━━━━━ DATA FOR THIS TASK ━━━━━

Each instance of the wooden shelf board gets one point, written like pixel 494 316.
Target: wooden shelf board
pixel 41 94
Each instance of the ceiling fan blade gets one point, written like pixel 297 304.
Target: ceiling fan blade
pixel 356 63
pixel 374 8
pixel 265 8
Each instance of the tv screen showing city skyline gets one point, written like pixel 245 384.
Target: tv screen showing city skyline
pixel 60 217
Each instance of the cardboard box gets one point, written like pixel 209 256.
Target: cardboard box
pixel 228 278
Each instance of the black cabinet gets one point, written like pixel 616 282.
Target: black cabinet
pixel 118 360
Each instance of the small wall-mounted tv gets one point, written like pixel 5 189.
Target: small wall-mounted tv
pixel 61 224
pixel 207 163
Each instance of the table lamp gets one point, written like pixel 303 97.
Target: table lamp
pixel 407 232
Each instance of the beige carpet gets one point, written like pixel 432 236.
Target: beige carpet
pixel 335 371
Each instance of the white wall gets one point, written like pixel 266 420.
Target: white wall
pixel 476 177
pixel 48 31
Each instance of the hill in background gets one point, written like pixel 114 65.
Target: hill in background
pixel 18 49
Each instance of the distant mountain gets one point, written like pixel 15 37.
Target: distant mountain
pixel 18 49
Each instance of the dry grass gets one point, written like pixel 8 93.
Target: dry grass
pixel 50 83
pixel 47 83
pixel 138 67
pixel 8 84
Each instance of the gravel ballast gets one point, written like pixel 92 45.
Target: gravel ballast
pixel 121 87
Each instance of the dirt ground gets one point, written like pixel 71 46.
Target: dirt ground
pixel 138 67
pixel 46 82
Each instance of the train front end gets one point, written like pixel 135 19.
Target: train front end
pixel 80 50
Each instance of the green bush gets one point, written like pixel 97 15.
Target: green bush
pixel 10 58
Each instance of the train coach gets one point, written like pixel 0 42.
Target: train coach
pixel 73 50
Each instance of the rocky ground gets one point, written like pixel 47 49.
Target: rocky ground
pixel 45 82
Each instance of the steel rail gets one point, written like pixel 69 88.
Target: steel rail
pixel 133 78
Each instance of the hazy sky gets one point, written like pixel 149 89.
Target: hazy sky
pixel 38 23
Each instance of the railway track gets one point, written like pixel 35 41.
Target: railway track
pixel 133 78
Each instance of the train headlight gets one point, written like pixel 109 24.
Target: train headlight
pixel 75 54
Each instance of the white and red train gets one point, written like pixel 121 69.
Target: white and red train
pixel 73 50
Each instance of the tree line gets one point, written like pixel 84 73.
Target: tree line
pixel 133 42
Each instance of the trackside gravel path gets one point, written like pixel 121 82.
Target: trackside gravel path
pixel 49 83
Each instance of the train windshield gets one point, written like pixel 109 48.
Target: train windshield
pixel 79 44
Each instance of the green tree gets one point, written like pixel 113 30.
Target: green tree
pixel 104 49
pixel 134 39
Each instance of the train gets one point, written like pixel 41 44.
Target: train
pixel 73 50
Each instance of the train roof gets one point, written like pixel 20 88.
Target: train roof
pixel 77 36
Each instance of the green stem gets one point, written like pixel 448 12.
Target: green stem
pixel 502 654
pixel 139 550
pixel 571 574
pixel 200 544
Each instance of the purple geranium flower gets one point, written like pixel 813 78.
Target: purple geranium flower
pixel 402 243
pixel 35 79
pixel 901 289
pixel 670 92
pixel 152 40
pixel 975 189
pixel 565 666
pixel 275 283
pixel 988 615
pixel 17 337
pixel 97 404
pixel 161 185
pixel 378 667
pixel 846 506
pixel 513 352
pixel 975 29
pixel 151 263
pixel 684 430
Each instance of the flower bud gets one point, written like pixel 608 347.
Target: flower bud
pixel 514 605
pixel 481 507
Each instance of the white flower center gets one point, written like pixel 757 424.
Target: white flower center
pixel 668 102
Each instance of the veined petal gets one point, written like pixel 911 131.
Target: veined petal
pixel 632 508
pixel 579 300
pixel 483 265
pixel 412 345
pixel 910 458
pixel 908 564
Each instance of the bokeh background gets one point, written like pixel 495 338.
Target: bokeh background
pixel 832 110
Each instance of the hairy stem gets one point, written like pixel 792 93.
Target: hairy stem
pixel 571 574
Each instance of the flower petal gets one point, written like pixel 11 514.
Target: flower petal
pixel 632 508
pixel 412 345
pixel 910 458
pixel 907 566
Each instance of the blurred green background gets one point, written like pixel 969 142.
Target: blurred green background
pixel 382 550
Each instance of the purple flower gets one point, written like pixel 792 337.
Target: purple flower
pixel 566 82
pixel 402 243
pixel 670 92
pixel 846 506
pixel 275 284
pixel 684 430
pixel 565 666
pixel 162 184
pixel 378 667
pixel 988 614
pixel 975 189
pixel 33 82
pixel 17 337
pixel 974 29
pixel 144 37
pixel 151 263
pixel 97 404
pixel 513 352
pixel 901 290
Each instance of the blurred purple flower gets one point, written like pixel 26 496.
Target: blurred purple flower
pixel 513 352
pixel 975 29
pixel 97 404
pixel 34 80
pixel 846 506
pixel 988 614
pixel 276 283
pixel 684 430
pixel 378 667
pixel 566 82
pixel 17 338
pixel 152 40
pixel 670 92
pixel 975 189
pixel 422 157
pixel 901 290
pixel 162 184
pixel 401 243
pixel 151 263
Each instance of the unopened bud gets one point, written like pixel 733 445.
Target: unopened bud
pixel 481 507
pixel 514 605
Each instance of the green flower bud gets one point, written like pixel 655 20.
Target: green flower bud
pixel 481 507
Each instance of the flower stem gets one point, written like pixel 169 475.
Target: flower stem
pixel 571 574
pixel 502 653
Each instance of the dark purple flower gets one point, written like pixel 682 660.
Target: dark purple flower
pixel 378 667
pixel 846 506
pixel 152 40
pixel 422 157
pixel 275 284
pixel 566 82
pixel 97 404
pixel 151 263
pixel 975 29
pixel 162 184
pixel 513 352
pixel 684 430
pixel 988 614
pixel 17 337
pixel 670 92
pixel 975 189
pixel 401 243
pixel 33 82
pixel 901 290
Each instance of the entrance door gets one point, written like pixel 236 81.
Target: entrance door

━━━━━

Recast every line of the records above as a Markdown table with the columns Row and Line, numbering rows in order and omitting blank lines.

| Row | Line |
|---|---|
| 1 | Each instance of the wooden shelf board gets one point, written like pixel 494 316. |
| 2 | Target: wooden shelf board |
| 3 | pixel 41 94 |
| 4 | Each instance of the ceiling fan blade gets one point, written like pixel 297 304. |
| 5 | Target: ceiling fan blade |
| 6 | pixel 356 63 |
| 7 | pixel 374 8 |
| 8 | pixel 265 8 |
| 9 | Each instance of the tv screen showing city skyline gets one point, written like pixel 245 384. |
| 10 | Target: tv screen showing city skyline |
| 11 | pixel 60 217 |
| 12 | Each instance of the cardboard box gets one point, written like pixel 209 256. |
| 13 | Target: cardboard box |
| 14 | pixel 228 278 |
| 15 | Each instance of the black cabinet gets one point, written like pixel 616 282. |
| 16 | Target: black cabinet |
| 17 | pixel 118 360 |
| 18 | Each instance of the small wall-mounted tv gets one point, written like pixel 5 189. |
| 19 | Target: small wall-mounted tv |
| 20 | pixel 61 224 |
| 21 | pixel 207 163 |
| 22 | Each instance of the table lamp gets one point, written like pixel 303 97. |
| 23 | Target: table lamp |
| 24 | pixel 407 232 |
| 25 | Each instance of the beige carpet gets one point, written like pixel 432 236. |
| 26 | Target: beige carpet |
| 27 | pixel 335 371 |
| 28 | Each instance of the white wall gets one point, written like pixel 266 420. |
| 29 | Target: white wall |
| 30 | pixel 476 177 |
| 31 | pixel 48 31 |
| 32 | Each instance of the hill in background gets one point, written like pixel 114 65. |
| 33 | Target: hill in background |
| 34 | pixel 18 49 |
| 35 | Each instance of the distant mountain gets one point, written like pixel 15 37. |
| 36 | Target: distant mountain |
| 37 | pixel 18 49 |
| 38 | Each instance of the dry grass gets one point, written like pixel 8 93. |
| 39 | Target: dry grass |
| 40 | pixel 50 83 |
| 41 | pixel 47 83 |
| 42 | pixel 138 67 |
| 43 | pixel 8 84 |
| 44 | Each instance of the gravel ballast gets one point, written like pixel 92 45. |
| 45 | Target: gravel ballast |
| 46 | pixel 121 87 |
| 47 | Each instance of the dirt ground gets one point, written like pixel 71 46. |
| 48 | Target: dirt ground |
| 49 | pixel 138 67 |
| 50 | pixel 46 82 |
| 51 | Each instance of the train front end gets one point, written like pixel 135 19. |
| 52 | Target: train front end |
| 53 | pixel 80 50 |
| 54 | Each instance of the green bush gets one point, written like pixel 97 15. |
| 55 | Target: green bush |
| 56 | pixel 10 58 |
| 57 | Each instance of the train coach gets one point, written like pixel 0 42. |
| 58 | Target: train coach |
| 59 | pixel 73 50 |
| 60 | Each instance of the rocky ground gets one point, written like pixel 47 49. |
| 61 | Target: rocky ground |
| 62 | pixel 45 82 |
| 63 | Each instance of the steel rail gets one point, written like pixel 69 88. |
| 64 | Target: steel rail |
| 65 | pixel 133 78 |
| 66 | Each instance of the hazy sky gets one point, written like pixel 149 89. |
| 67 | Target: hazy sky |
| 68 | pixel 38 23 |
| 69 | Each instance of the railway track gets one point, written like pixel 35 41. |
| 70 | Target: railway track |
| 71 | pixel 133 78 |
| 72 | Each instance of the train headlight gets one point, written like pixel 109 24. |
| 73 | Target: train headlight |
| 74 | pixel 75 54 |
| 75 | Each instance of the white and red train gets one point, written like pixel 121 69. |
| 76 | Target: white and red train |
| 77 | pixel 73 50 |
| 78 | Each instance of the tree line gets one point, written like pixel 84 73. |
| 79 | Target: tree line |
| 80 | pixel 133 42 |
| 81 | Each instance of the trackside gravel path gets one point, written like pixel 121 82. |
| 82 | Target: trackside gravel path |
| 83 | pixel 49 83 |
| 84 | Each instance of the train windshield gets one point, written like pixel 109 48. |
| 85 | Target: train windshield |
| 86 | pixel 79 44 |
| 87 | Each instance of the green tree gets one point, written like pixel 113 30. |
| 88 | Target: green tree |
| 89 | pixel 104 49 |
| 90 | pixel 134 39 |
| 91 | Each instance of the train gets one point, written like pixel 41 44. |
| 92 | Target: train |
| 93 | pixel 73 50 |
| 94 | Each instance of the train roof gets one point, written like pixel 20 88. |
| 95 | Target: train roof |
| 96 | pixel 77 36 |
| 97 | Each instance of the green stem gets one point, written like pixel 448 12. |
| 98 | Target: green stem |
| 99 | pixel 502 654 |
| 100 | pixel 139 550 |
| 101 | pixel 571 574 |
| 102 | pixel 200 544 |
| 103 | Each instance of the purple geranium flower gets one point, written like pixel 813 78. |
| 104 | Target: purple geranium flower |
| 105 | pixel 402 243 |
| 106 | pixel 35 79 |
| 107 | pixel 901 289 |
| 108 | pixel 670 92 |
| 109 | pixel 152 40 |
| 110 | pixel 975 189 |
| 111 | pixel 565 666 |
| 112 | pixel 275 283 |
| 113 | pixel 988 615 |
| 114 | pixel 17 337 |
| 115 | pixel 97 404 |
| 116 | pixel 161 185 |
| 117 | pixel 378 667 |
| 118 | pixel 846 506 |
| 119 | pixel 513 352 |
| 120 | pixel 975 29 |
| 121 | pixel 151 263 |
| 122 | pixel 684 430 |
| 123 | Each instance of the flower bud gets one point, written like pixel 608 347. |
| 124 | Target: flower bud |
| 125 | pixel 514 605 |
| 126 | pixel 481 507 |
| 127 | Each instance of the white flower center gets one point, written like pixel 757 424. |
| 128 | Target: white flower center |
| 129 | pixel 668 102 |
| 130 | Each instance of the veined petal gets one point, written like pixel 911 131. |
| 131 | Target: veined petal |
| 132 | pixel 632 508 |
| 133 | pixel 579 300 |
| 134 | pixel 483 265 |
| 135 | pixel 412 345 |
| 136 | pixel 910 458 |
| 137 | pixel 908 564 |
| 138 | Each instance of the bokeh background gets one point, written like pixel 495 338. |
| 139 | Target: bokeh background |
| 140 | pixel 832 110 |
| 141 | Each instance of the hairy stem gets one point, written like pixel 792 93. |
| 142 | Target: hairy stem |
| 143 | pixel 571 574 |
| 144 | Each instance of the flower petal gets one point, written like pixel 11 514. |
| 145 | Target: flower petal |
| 146 | pixel 632 508 |
| 147 | pixel 412 345 |
| 148 | pixel 910 458 |
| 149 | pixel 907 566 |
| 150 | Each instance of the blurred green background gets one point, written like pixel 969 142. |
| 151 | Target: blurred green background |
| 152 | pixel 382 550 |
| 153 | Each instance of the purple flower gets one point, written like pixel 792 337. |
| 154 | Target: purple flower |
| 155 | pixel 566 82 |
| 156 | pixel 402 243 |
| 157 | pixel 670 92 |
| 158 | pixel 846 506 |
| 159 | pixel 275 284 |
| 160 | pixel 684 430 |
| 161 | pixel 565 666 |
| 162 | pixel 162 184 |
| 163 | pixel 378 667 |
| 164 | pixel 988 614 |
| 165 | pixel 975 189 |
| 166 | pixel 33 82 |
| 167 | pixel 17 337 |
| 168 | pixel 974 29 |
| 169 | pixel 144 37 |
| 170 | pixel 151 263 |
| 171 | pixel 97 404 |
| 172 | pixel 513 352 |
| 173 | pixel 901 290 |
| 174 | Each instance of the blurred purple flower gets one point, written like pixel 26 496. |
| 175 | Target: blurred purple flower |
| 176 | pixel 513 352 |
| 177 | pixel 975 29 |
| 178 | pixel 97 404 |
| 179 | pixel 34 80 |
| 180 | pixel 846 506 |
| 181 | pixel 988 614 |
| 182 | pixel 276 283 |
| 183 | pixel 684 430 |
| 184 | pixel 378 667 |
| 185 | pixel 566 82 |
| 186 | pixel 17 338 |
| 187 | pixel 152 40 |
| 188 | pixel 670 92 |
| 189 | pixel 975 189 |
| 190 | pixel 422 157 |
| 191 | pixel 901 290 |
| 192 | pixel 162 184 |
| 193 | pixel 401 243 |
| 194 | pixel 151 263 |
| 195 | Each instance of the unopened bud gets one point, written like pixel 733 445. |
| 196 | Target: unopened bud |
| 197 | pixel 481 507 |
| 198 | pixel 514 605 |
| 199 | Each instance of the green flower bud gets one point, written like pixel 655 20. |
| 200 | Target: green flower bud |
| 201 | pixel 481 507 |
| 202 | Each instance of the flower stem gets one point, written like pixel 169 475. |
| 203 | Target: flower stem |
| 204 | pixel 571 574 |
| 205 | pixel 502 653 |
| 206 | Each instance of the dark purple flower gets one point, written like pixel 682 660. |
| 207 | Target: dark purple flower |
| 208 | pixel 378 667 |
| 209 | pixel 846 506 |
| 210 | pixel 152 40 |
| 211 | pixel 422 157 |
| 212 | pixel 275 284 |
| 213 | pixel 566 82 |
| 214 | pixel 97 404 |
| 215 | pixel 151 263 |
| 216 | pixel 975 29 |
| 217 | pixel 162 184 |
| 218 | pixel 513 352 |
| 219 | pixel 684 430 |
| 220 | pixel 988 614 |
| 221 | pixel 17 337 |
| 222 | pixel 670 92 |
| 223 | pixel 975 189 |
| 224 | pixel 401 243 |
| 225 | pixel 33 82 |
| 226 | pixel 901 290 |
| 227 | Each instance of the entrance door gets one point, written like pixel 236 81. |
| 228 | Target: entrance door |